Data records:
>>>>
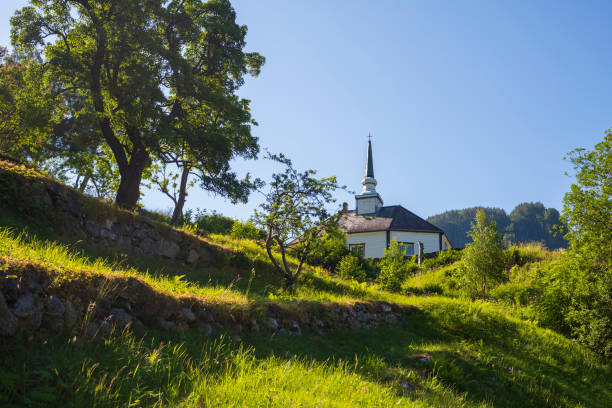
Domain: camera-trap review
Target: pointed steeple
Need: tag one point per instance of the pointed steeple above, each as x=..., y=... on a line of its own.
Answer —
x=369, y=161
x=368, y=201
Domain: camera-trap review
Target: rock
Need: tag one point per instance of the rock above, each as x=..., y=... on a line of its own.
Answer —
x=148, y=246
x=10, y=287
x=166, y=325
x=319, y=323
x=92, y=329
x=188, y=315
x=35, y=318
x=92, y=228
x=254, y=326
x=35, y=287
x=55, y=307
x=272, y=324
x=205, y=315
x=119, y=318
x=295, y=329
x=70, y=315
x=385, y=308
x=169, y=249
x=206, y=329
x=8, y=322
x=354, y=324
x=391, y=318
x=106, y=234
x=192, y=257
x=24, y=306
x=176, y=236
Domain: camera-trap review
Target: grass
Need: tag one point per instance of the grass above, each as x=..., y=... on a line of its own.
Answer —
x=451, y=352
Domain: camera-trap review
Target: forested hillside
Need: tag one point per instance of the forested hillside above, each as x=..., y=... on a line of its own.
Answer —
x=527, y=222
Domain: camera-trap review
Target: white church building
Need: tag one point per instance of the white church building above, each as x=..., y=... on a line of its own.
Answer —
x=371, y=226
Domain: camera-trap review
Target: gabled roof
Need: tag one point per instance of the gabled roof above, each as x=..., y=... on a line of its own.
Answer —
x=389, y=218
<<<<
>>>>
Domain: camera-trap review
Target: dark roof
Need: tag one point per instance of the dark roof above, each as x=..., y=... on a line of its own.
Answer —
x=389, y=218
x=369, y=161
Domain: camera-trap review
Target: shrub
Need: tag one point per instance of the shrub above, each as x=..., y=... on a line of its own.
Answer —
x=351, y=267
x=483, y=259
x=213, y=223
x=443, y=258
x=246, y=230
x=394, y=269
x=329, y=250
<<<<
Required work: An exact, complete copy of the lines above from the one with "Target: pointed steeple" through the one with "Need: tag one point per instance of the rock" is the whole answer.

Completed task:
Target: pointed steeple
Need: tag one point per instance of the pointed steeple above, each as x=..., y=... on a line of its own.
Answer —
x=369, y=161
x=368, y=201
Domain: camera-trap review
Target: rock
Need: tag one point per instance of the rock above, each as x=..., y=... on a line of its own.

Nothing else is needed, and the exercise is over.